◆ YOUR GOAL ◆
Take the material below and reproduce, word for word, only the lines from the line with "the white mattress" through the line with "Practice step: put a point on each instance of the teal".

◆ RECORDS PROVIDED ◆
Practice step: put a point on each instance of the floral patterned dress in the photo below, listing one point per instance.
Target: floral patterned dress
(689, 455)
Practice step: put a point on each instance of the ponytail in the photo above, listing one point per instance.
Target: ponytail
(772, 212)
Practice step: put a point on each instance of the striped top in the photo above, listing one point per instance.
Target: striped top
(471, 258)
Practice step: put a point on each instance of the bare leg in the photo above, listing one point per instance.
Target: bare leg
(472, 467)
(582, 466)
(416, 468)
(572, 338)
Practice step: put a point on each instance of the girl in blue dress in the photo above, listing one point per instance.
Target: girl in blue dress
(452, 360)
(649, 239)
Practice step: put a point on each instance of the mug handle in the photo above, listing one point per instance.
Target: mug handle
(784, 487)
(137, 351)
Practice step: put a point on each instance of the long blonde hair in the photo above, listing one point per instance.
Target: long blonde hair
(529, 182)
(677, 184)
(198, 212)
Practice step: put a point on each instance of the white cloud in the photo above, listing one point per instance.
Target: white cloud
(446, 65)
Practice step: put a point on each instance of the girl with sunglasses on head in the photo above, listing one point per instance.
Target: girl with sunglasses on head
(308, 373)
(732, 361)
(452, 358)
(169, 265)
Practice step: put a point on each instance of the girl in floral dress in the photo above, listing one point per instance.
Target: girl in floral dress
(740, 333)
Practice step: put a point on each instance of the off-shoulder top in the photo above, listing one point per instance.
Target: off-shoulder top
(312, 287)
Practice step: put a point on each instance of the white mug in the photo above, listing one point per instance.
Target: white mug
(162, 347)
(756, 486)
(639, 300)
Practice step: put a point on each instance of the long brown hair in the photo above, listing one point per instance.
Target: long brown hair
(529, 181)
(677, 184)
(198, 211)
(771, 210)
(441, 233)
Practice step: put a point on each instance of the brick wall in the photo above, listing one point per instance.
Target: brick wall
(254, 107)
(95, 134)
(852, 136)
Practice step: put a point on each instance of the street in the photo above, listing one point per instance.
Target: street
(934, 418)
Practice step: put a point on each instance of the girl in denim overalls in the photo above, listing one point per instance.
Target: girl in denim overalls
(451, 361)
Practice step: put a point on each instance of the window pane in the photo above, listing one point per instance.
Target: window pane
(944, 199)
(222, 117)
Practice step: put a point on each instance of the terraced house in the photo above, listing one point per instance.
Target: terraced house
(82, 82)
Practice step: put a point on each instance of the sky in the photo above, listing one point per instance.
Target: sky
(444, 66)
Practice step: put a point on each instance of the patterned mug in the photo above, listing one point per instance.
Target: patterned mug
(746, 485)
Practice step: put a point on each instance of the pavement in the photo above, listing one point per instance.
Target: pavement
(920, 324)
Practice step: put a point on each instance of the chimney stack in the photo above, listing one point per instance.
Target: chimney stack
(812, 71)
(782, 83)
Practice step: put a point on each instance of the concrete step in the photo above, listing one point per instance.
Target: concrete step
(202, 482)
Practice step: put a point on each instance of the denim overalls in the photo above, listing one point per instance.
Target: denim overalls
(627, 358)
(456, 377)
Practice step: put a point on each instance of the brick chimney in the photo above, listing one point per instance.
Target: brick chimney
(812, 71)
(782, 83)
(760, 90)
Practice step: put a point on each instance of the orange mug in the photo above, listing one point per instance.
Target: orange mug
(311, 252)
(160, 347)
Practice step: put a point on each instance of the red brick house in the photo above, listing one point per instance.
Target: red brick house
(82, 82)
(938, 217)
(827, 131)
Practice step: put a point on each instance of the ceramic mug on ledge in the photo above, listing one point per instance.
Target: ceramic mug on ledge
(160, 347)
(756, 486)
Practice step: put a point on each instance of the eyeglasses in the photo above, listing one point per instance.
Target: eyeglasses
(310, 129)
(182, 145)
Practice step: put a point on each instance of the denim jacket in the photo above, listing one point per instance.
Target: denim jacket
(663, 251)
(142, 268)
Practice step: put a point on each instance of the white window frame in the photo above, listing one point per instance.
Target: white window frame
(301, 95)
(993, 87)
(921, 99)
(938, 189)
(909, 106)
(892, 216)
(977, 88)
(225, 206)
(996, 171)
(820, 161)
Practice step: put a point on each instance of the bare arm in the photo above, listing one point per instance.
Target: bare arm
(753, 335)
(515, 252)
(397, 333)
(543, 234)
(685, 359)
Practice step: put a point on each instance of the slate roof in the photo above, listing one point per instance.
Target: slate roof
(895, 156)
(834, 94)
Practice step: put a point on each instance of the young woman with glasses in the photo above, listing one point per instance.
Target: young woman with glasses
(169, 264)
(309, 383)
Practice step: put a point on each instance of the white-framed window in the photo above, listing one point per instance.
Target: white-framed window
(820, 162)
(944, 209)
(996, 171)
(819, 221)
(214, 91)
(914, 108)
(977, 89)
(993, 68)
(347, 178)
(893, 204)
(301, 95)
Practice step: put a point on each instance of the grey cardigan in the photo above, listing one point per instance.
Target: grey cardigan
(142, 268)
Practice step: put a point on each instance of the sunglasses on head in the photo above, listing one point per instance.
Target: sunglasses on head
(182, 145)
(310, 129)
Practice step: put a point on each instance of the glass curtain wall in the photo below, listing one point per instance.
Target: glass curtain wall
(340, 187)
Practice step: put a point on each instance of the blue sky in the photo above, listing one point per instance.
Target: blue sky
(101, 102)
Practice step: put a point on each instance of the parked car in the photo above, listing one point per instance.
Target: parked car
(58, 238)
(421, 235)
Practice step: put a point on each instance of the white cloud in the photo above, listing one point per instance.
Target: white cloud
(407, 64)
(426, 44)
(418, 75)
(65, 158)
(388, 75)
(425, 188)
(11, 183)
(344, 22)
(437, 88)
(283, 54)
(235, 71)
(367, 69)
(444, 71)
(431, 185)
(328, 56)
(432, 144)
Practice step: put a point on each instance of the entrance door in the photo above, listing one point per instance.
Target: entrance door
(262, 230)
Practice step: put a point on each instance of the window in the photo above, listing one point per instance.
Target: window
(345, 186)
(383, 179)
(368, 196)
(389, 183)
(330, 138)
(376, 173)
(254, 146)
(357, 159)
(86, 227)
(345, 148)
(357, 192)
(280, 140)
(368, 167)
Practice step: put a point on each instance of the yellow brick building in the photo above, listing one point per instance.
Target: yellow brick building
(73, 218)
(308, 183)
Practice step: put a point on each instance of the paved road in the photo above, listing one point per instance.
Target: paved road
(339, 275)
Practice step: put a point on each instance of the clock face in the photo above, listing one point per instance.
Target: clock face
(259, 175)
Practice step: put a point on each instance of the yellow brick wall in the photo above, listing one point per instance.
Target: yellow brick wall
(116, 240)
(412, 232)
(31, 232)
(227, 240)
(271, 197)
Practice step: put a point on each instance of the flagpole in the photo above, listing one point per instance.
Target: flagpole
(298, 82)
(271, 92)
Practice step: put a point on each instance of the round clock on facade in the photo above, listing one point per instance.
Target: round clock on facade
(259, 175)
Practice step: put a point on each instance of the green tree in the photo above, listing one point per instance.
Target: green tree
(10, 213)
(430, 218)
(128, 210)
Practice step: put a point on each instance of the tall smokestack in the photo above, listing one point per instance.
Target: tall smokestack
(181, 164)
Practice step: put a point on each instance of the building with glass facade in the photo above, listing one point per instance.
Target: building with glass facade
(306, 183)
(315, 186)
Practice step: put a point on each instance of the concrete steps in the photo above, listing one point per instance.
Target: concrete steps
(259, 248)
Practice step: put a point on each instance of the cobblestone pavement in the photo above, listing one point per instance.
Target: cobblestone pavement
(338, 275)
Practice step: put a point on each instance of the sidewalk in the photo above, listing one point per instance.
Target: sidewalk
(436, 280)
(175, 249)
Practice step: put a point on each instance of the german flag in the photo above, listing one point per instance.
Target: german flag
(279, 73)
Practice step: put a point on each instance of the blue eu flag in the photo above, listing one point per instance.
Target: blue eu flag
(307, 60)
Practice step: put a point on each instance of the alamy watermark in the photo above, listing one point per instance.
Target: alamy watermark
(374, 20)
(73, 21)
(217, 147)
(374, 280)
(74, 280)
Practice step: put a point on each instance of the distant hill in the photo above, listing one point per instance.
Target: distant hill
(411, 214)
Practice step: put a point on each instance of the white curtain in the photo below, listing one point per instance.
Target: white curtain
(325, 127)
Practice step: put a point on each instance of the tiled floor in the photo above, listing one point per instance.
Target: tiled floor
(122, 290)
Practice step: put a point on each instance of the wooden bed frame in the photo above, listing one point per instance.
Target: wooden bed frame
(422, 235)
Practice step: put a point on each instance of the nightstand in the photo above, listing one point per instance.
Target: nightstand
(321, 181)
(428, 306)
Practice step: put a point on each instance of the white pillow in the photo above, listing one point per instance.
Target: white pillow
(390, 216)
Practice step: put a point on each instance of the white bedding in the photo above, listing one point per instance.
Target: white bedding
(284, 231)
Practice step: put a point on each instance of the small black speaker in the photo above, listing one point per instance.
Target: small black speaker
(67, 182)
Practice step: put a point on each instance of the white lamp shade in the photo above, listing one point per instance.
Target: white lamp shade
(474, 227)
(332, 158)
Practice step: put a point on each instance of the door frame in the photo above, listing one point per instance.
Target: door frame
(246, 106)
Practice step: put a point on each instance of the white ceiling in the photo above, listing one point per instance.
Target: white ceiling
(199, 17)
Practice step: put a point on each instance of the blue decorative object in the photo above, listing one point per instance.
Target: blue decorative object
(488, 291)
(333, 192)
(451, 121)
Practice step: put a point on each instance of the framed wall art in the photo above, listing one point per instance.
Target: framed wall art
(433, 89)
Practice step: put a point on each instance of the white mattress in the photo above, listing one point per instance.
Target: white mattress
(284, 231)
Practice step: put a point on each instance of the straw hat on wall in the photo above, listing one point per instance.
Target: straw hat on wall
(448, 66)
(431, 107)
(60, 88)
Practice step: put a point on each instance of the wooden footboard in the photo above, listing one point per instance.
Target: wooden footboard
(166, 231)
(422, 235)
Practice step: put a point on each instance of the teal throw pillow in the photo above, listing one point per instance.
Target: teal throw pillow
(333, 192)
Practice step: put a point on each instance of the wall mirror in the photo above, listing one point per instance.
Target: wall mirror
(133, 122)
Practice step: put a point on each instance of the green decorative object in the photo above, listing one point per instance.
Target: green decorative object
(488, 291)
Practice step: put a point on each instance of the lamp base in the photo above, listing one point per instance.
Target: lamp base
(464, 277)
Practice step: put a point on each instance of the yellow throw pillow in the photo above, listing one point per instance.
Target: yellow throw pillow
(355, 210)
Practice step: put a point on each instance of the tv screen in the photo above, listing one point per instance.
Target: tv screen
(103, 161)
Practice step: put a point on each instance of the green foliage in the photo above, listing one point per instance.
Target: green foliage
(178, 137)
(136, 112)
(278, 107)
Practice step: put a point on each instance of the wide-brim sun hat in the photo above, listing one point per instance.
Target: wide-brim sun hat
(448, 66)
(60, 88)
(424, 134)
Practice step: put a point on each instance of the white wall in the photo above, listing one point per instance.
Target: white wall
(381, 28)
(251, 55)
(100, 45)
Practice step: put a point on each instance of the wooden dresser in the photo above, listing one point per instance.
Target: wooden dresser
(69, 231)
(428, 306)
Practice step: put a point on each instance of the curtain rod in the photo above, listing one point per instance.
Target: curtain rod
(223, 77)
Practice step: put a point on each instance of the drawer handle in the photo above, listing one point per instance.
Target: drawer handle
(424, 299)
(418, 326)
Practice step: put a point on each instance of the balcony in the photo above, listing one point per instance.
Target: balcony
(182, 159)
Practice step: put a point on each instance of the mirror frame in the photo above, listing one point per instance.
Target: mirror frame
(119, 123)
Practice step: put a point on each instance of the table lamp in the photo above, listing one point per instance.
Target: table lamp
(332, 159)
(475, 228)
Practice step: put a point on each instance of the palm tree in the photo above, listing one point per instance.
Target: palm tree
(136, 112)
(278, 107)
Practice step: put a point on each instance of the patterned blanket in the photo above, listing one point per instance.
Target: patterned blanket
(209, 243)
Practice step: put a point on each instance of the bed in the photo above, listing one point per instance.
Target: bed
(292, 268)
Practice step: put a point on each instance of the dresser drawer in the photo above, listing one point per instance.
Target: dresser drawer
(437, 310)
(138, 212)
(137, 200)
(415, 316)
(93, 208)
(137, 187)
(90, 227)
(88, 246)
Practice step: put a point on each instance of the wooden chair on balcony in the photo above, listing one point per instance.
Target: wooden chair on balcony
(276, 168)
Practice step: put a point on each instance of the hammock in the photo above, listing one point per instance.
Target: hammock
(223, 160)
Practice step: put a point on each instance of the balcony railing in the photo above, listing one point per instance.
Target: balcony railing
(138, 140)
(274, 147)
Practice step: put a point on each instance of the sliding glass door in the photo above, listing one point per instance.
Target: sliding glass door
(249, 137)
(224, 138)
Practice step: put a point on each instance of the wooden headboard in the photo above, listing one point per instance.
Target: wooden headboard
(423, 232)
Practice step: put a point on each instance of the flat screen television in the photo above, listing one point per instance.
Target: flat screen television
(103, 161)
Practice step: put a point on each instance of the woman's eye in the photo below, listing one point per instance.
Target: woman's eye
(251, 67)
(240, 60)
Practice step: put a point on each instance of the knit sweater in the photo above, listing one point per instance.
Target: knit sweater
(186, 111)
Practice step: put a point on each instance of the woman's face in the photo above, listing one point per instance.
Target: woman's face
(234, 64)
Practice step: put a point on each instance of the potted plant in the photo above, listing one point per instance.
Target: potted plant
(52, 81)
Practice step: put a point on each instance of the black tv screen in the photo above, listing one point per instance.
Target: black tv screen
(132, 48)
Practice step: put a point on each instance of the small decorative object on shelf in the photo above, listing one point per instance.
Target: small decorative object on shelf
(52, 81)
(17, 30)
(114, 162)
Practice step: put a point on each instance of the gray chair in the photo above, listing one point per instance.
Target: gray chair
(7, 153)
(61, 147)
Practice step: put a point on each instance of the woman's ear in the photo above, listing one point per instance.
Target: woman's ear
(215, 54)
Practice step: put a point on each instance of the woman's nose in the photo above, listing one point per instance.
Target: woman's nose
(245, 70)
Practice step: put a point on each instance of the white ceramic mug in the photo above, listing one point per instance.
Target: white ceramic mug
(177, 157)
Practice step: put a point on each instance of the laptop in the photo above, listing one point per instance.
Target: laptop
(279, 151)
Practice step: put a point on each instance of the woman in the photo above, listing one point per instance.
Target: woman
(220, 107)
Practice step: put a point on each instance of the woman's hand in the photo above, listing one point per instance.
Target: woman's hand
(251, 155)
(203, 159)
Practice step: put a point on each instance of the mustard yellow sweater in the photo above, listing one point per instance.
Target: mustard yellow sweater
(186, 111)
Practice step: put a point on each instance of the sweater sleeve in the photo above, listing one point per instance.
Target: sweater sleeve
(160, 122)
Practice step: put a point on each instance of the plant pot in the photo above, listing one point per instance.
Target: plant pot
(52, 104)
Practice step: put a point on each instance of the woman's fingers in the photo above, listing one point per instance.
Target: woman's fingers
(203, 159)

◆ RESULT FOR THIS TASK ◆
Practice step: put a point on each instance of the white mattress in the photo above, listing one point per instance.
Target: white mattress
(284, 231)
Practice step: put a point on each instance of the straw hat on wall in the photo above, listing one point per instance.
Target: straw hat on wall
(448, 66)
(431, 107)
(60, 88)
Practice step: put a point on each instance of the wooden footboard in the photo above, listing one point per instance.
Target: wooden footboard
(166, 231)
(422, 235)
Practice step: put a point on each instance of the teal throw pillow in the photo above, listing one point per instance.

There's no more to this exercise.